= INSTRUCTIONS FOR THE TASK =
Write out again every line from the one with "of the overcast" through the end of the rows, requests included, and move each answer point by adding -68 to both of its coordinates. Leave the requests and their sample points unchanged, and leave the pictures out.

= SUPPLIED DATA =
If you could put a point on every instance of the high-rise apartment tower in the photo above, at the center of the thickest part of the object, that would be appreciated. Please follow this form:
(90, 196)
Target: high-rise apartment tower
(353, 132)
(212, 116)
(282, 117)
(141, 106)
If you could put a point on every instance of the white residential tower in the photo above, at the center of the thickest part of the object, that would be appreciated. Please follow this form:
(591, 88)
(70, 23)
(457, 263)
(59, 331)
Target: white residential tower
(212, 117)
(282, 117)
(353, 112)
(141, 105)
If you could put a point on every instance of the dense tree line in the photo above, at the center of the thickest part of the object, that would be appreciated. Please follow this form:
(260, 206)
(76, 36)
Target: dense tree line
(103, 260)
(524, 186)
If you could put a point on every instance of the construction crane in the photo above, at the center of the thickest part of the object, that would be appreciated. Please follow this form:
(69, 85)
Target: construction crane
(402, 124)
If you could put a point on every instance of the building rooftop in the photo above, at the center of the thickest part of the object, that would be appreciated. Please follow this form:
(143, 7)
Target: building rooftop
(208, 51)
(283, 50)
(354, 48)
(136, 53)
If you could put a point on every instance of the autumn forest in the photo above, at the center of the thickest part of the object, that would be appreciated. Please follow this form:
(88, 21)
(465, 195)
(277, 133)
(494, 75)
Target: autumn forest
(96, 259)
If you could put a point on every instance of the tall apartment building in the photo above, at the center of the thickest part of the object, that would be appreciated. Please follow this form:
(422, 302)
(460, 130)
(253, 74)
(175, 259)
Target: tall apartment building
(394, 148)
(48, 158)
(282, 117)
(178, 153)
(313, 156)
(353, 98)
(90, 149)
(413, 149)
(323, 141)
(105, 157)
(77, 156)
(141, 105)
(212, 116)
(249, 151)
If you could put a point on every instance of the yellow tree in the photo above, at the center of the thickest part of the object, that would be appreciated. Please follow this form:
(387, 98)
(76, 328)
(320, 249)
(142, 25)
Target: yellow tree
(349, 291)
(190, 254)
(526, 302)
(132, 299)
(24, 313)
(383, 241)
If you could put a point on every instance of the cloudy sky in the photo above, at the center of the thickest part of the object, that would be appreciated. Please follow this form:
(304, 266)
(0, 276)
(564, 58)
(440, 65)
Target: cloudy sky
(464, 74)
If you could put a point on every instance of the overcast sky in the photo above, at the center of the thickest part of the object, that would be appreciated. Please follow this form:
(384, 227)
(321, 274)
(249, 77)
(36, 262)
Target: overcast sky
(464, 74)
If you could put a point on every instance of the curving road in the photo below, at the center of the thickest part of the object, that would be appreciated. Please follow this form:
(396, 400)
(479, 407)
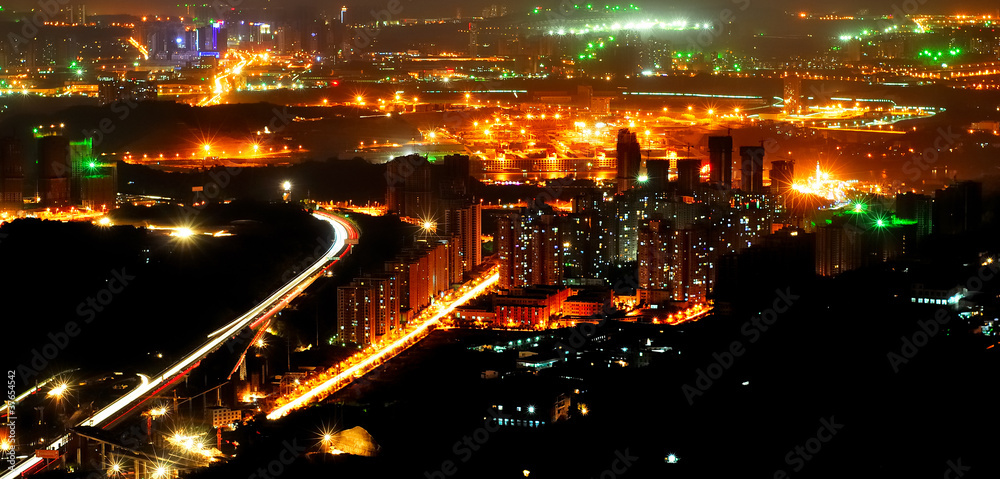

= TASK OUTPUT =
If you could put a point on every instance of the overcast sky in the photo above, at the center of the thickest part of the object, that would be appreciated. Please follow this form:
(384, 227)
(321, 274)
(249, 77)
(36, 262)
Target: overcast sky
(396, 6)
If you could put a point on every instance of the curving road in the photo below, at the center of the thickest part of the object, that would be appreciated. Please follow this form:
(396, 400)
(479, 407)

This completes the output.